# EXERCISE
In the records below, locate the line containing "Find the transparent", then extract it and all following lines exactly, ending with the last line.

Dataset excerpt
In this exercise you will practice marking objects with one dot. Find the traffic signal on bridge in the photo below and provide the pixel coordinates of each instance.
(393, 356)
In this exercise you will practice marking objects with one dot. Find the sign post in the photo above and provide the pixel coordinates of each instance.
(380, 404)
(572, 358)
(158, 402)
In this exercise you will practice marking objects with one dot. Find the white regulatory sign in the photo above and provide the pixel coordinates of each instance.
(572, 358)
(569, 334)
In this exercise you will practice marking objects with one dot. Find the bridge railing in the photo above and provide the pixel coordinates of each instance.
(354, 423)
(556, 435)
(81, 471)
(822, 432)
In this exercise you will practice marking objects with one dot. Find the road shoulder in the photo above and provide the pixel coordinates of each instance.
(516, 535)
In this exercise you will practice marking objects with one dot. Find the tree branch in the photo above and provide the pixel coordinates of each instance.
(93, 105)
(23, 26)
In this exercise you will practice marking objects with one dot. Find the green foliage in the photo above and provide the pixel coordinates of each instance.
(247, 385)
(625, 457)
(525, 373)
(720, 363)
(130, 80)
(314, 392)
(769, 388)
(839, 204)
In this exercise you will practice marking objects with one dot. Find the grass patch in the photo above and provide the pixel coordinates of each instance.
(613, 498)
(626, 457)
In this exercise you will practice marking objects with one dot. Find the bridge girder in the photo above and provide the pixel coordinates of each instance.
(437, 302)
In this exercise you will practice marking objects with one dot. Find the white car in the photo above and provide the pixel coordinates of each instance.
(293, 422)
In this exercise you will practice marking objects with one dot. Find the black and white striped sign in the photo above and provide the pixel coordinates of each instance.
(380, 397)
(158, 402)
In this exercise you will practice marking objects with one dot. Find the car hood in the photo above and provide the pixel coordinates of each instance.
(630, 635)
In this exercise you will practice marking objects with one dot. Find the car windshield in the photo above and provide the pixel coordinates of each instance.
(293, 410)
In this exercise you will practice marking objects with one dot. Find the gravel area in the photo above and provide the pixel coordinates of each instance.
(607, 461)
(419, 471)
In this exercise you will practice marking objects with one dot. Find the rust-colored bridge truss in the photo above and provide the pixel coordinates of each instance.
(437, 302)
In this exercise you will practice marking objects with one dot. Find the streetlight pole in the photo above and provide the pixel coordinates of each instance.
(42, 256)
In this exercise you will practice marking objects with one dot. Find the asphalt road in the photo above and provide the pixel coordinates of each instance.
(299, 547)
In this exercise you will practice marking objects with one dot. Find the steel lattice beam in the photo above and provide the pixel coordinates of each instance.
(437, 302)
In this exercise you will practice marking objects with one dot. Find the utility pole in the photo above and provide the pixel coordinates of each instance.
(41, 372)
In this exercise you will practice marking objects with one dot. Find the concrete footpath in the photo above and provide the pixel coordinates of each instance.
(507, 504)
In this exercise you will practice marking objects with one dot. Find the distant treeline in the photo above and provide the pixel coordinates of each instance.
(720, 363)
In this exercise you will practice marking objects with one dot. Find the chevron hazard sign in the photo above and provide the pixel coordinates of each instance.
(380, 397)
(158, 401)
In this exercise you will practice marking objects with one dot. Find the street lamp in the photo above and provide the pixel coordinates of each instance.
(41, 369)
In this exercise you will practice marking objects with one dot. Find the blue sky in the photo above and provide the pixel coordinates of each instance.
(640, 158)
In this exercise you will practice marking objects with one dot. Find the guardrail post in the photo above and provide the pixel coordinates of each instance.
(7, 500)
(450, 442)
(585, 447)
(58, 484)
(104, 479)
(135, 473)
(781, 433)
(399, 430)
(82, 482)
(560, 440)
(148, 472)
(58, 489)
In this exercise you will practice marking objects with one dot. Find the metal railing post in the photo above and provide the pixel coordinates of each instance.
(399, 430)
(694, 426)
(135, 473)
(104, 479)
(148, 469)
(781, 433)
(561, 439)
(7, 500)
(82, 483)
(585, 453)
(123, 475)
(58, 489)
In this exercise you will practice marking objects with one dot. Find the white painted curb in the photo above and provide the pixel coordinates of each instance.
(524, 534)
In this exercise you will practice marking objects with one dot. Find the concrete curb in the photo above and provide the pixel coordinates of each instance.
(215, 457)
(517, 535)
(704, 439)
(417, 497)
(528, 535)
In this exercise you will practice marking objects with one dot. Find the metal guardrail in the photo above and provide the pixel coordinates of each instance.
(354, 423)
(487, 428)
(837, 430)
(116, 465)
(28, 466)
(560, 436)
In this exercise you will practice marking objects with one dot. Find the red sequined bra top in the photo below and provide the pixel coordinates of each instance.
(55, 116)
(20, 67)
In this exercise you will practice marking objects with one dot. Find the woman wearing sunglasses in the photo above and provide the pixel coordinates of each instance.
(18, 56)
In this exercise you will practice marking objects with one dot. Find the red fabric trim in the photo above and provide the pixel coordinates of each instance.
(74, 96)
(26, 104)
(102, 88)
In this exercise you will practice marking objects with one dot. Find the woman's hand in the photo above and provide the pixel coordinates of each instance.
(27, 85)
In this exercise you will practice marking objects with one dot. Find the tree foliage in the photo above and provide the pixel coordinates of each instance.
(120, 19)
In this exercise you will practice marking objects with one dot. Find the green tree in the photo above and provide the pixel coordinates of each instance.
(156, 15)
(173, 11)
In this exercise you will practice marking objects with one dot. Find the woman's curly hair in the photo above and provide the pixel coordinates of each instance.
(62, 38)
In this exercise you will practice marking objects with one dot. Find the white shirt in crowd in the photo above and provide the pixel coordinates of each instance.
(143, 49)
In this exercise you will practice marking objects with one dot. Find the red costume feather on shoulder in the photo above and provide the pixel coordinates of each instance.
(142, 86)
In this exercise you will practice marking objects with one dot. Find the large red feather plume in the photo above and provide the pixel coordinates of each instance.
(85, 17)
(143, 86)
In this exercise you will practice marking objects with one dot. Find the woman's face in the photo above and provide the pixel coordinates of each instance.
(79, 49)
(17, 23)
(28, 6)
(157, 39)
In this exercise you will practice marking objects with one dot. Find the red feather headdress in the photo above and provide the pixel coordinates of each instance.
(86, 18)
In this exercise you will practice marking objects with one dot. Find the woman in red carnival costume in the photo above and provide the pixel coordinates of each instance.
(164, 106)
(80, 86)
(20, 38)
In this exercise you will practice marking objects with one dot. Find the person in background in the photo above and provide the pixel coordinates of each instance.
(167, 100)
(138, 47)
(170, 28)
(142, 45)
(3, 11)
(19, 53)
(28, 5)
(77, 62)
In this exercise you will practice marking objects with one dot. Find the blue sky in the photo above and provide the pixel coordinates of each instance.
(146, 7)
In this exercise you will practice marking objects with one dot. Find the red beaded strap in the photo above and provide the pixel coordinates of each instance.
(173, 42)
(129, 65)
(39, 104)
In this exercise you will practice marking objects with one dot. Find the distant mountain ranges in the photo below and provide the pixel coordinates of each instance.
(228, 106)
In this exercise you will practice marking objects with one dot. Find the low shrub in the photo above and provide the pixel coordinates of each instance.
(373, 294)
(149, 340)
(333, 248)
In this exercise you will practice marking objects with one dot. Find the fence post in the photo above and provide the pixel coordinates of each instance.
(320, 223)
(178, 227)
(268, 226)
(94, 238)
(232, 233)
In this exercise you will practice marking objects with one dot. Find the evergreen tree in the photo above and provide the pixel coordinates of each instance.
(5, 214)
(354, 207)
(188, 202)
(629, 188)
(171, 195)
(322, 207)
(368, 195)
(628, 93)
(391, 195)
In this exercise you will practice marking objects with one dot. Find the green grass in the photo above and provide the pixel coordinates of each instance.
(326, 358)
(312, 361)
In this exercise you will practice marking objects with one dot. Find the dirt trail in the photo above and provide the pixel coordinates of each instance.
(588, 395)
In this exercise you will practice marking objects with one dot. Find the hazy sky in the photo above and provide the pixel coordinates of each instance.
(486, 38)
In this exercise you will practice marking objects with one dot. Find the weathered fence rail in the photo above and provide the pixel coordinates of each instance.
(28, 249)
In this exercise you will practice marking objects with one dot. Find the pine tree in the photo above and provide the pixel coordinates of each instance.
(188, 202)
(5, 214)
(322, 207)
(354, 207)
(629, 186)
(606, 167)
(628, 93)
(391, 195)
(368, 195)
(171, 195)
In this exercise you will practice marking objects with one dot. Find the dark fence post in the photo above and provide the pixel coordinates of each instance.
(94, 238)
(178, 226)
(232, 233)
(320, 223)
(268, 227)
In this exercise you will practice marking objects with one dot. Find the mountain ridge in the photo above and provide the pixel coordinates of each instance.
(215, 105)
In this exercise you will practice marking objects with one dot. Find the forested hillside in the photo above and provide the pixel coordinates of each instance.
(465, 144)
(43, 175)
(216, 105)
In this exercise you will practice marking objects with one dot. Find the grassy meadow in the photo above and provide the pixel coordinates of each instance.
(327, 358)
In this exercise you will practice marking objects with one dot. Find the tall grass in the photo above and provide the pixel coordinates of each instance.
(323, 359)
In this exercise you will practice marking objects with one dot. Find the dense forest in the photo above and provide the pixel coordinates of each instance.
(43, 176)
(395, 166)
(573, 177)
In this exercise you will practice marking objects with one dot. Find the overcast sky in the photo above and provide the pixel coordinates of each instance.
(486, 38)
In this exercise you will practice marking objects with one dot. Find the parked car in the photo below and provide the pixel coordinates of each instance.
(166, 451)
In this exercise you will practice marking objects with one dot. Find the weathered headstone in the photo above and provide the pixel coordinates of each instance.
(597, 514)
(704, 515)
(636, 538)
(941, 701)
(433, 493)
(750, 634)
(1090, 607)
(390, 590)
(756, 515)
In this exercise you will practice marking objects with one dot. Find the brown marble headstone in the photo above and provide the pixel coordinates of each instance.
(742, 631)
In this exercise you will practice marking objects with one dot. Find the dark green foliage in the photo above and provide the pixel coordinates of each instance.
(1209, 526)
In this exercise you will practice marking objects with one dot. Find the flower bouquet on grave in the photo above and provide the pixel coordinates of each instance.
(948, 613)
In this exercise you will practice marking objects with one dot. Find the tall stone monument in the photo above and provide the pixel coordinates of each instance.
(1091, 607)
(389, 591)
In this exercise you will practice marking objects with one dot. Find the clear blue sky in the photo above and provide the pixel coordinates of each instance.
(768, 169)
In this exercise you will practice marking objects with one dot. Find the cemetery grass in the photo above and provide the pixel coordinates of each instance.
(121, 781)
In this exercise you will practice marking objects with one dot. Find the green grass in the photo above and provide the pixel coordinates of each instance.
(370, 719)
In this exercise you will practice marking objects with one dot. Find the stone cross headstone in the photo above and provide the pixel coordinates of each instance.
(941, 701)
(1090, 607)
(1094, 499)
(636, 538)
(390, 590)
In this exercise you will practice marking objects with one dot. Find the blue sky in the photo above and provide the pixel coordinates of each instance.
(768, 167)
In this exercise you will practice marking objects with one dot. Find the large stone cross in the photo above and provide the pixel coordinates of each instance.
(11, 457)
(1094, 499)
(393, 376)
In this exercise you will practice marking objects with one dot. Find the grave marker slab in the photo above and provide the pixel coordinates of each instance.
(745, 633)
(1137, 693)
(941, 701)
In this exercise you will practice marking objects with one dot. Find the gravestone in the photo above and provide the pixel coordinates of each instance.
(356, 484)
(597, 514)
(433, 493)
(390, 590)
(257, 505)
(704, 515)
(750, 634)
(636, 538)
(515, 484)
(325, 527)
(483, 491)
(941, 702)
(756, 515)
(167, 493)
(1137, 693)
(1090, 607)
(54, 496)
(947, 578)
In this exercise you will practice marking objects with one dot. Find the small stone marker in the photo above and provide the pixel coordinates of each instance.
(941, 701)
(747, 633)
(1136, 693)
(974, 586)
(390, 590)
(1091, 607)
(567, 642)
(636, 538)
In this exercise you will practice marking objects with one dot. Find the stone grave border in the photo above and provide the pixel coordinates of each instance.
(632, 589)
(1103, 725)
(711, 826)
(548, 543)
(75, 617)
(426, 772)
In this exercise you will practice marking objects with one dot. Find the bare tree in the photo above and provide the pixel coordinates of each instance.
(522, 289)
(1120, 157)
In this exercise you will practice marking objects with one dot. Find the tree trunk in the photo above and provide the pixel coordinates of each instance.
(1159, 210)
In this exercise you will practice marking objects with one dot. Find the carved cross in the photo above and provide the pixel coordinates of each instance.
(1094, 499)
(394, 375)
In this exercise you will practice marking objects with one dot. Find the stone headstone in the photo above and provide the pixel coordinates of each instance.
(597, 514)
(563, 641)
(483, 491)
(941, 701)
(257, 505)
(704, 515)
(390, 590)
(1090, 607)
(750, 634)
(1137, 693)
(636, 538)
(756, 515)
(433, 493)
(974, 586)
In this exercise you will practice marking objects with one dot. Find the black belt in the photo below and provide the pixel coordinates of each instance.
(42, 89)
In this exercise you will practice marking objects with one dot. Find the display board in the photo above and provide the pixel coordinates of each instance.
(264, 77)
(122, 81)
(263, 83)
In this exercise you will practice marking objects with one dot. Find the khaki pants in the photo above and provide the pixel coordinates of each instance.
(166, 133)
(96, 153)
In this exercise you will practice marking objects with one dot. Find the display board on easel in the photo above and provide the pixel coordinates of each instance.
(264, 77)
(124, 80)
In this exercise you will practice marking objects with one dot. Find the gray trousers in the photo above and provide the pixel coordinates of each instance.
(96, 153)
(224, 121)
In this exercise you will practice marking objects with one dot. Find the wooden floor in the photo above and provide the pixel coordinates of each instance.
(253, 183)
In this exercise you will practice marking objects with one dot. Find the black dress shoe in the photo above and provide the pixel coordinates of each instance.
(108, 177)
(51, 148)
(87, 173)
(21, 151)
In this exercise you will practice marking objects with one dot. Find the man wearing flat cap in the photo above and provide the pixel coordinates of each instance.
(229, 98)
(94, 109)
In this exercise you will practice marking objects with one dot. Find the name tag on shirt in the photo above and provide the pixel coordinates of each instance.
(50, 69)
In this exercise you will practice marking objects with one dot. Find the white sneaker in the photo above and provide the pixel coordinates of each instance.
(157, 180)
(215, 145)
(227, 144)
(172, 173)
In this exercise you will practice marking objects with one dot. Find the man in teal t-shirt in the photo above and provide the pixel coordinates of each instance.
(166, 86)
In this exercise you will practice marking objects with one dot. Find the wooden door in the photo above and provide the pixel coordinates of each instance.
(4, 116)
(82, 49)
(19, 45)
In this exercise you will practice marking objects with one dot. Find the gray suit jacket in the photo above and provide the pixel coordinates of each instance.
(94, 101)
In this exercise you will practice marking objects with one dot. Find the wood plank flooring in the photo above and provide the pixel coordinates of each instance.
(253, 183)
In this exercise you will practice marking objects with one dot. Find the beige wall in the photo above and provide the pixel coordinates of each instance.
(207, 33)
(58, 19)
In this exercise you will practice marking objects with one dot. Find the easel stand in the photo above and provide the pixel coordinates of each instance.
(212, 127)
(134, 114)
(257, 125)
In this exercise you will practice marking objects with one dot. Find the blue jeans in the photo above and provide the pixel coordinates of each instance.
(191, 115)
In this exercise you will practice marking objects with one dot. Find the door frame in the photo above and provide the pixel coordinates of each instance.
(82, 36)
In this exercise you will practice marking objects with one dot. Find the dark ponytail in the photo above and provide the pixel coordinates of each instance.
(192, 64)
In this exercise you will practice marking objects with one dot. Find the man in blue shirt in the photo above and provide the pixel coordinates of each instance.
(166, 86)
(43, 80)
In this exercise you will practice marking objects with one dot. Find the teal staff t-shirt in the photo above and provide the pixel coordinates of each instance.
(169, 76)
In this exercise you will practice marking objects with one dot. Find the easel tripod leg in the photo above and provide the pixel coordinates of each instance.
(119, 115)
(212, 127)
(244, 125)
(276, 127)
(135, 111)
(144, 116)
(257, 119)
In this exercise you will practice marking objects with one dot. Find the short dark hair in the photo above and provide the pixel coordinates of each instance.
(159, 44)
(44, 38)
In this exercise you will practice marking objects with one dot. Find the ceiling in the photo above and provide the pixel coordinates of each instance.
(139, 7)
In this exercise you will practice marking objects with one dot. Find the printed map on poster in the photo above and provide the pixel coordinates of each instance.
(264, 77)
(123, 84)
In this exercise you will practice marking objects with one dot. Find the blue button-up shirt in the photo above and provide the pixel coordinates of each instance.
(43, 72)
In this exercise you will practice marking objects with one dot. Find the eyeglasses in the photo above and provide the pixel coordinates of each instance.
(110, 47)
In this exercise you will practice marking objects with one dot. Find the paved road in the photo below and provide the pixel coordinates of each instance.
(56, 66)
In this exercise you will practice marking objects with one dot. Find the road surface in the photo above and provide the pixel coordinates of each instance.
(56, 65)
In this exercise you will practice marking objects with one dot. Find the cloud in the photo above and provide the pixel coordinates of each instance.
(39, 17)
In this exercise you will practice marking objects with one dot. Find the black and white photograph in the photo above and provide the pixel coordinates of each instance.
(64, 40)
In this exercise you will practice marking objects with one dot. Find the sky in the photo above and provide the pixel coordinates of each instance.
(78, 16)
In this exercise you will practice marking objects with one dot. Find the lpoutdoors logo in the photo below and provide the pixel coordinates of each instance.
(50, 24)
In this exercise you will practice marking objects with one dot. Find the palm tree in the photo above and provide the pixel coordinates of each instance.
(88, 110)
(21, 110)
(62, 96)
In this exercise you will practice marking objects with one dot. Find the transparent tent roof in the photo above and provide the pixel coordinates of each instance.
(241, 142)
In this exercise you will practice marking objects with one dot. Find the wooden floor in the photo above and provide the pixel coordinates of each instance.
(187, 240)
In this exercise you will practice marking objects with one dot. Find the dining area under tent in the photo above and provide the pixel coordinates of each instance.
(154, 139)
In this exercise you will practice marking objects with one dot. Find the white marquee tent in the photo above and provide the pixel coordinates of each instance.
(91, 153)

# WRITTEN SOLUTION
In this exercise you will practice marking objects with one dot. Find the transparent tent roof in the photo above and provide the pixel coordinates of each instance.
(241, 142)
In this exercise you will practice marking objects with one dot. Find the wooden floor in the photo above and provide the pixel coordinates of each instance.
(187, 240)
In this exercise you will practice marking objects with one dot. Find the dining area under tent in the photo above and provide the pixel coordinates of each instance.
(154, 139)
In this exercise you will practice marking objects with one dot. Find the white marquee tent in the photo above and provide the pixel coordinates of each instance.
(91, 153)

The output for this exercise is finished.